Text
▽

Building the Future of Open Finance
Payward, the parent organization behind Kraken, NinjaTrader, Breakout, xStocks, Payward Services and CF Benchmarks, has spent the past 15 years developing one of the most modern and globally accessible financial infrastructure platforms in the industry, designed to support and advance an open, global financial system.
Prior to applying, candidates are encouraged to review the organization’s culture page to gain a clearer understanding of its values, working principles, and what drives the team.
Kraken Culture
The Team
Founded in 2011, Kraken is one of the world’s longest-established crypto platforms, trusted by over 10 million individuals and institutions globally. The platform provides a wide range of services, including spot trading, margin trading, futures, staking, and over-the-counter (OTC) services, catering to both retail and institutional clients.
The AI Infrastructure team is responsible for building and operating the production systems that support intelligent agents at scale. This team forms a core layer of the agent platform, ensuring that model inference, orchestration, and execution systems remain reliable, observable, and highly performant under real-world production workloads.
In close collaboration with the Agent Systems team and broader infrastructure groups, the team owns the foundational components that enable agents to operate safely and effectively across internal systems. The environment is large-scale and mission-critical, with systems serving millions of users while maintaining strict requirements for reliability, latency, and correctness.
This is a highly production-focused engineering team, where engineers combine strong systems expertise with applied machine learning infrastructure experience. The work is primarily built in Rust, operating distributed services where performance characteristics and failure handling are critical considerations.
Core Responsibilities
- Design and develop the infrastructure layer powering AI agent systems in production environments
- Build high-performance Rust services for model inference, orchestration, and execution at scale
- Architect scalable distributed systems capable of supporting millions of users and high request throughput
- Develop robust ML infrastructure and MLOps practices for model deployment, evaluation, and monitoring
- Define and implement guardrails, observability, and failure-handling mechanisms for agent-driven workflows
- Optimize system performance, including latency, throughput, and cost across inference and orchestration layers
- Collaborate closely with the Agent Systems team to transition experimental prototypes into production-ready systems
- Contribute to key foundational infrastructure decisions in a high-scale, high-impact engineering environment
Skills & Requirements
- The candidate is expected to have 5+ years of experience designing, building, and operating large-scale production systems
- Strong proficiency in Rust and systems-level programming is required
- A deep understanding of distributed systems, reliability engineering, and performance optimization is essential
- Proven experience operating services that support millions of users or high-throughput workloads is required
- Familiarity with machine learning infrastructure, model serving, or MLOps within production environments is highly desirable
- Experience designing observability frameworks, monitoring systems, and failure recovery mechanisms is required
- Strong collaboration skills across infrastructure, platform, and applied engineering teams are essential
- A strong ownership mindset is expected, particularly within high-stakes production environments
Nice to have
- Experience building infrastructure for agent-based systems or LLM-powered platforms
- Background in high-performance networking, asynchronous systems, or low-latency architectures
- Experience with container orchestration and cloud-native infrastructure technologies
- Familiarity with evaluation frameworks and large-scale model performance monitoring
- Experience working in fast-moving 0→1 environments or platform-building teams
Important Information
- Unless a specific application deadline is stated in the job posting, applications will be accepted on an ongoing basis.
- Applicants are permitted to redact or remove personal information from their CVs, including age, date of birth, and dates of attendance at or graduation from educational institutions.
- Qualified candidates with criminal histories are considered for employment, with assessments conducted in accordance with applicable regulations, including the San Francisco Fair Chance Ordinance.

△

Study questions
• a. According to the job posting, in what year was Kraken founded?
• b. Quote the job posting word for word, starting with "- Applicants are" and going on through "Fair Chance Ordinance.".
• c. List every organization the job posting names as being under Payward, its parent organization.

Input data
▽

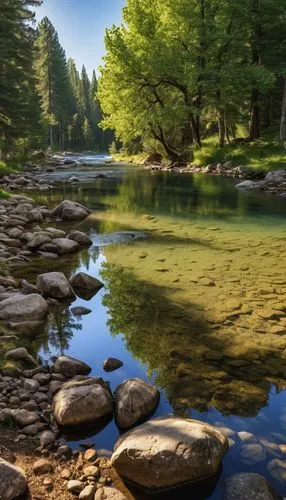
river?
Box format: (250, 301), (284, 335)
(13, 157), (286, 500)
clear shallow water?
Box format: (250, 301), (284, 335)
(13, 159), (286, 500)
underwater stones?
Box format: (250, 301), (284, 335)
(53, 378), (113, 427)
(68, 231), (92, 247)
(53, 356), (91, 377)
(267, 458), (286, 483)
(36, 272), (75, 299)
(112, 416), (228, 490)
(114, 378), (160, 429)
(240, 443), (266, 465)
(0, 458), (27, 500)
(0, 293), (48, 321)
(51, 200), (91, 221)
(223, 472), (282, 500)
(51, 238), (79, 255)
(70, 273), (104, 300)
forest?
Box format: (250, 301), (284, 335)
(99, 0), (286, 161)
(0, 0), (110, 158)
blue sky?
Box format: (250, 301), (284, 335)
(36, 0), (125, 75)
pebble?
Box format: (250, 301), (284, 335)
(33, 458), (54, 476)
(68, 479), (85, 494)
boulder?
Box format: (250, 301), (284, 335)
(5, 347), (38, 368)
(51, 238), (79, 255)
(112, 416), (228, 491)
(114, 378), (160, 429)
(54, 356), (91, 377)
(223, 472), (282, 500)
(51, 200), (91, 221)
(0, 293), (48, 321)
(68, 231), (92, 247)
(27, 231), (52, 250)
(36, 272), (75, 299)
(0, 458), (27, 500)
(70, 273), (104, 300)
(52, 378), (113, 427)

△

Solution list
• a. 2011

• b.
- Applicants are permitted to redact or remove personal information from their CVs, including age, date of birth, and dates of attendance at or graduation from educational institutions.
- Qualified candidates with criminal histories are considered for employment, with assessments conducted in accordance with applicable regulations, including the San Francisco Fair Chance Ordinance.

• c. Kraken, NinjaTrader, Breakout, xStocks, Payward Services, CF Benchmarks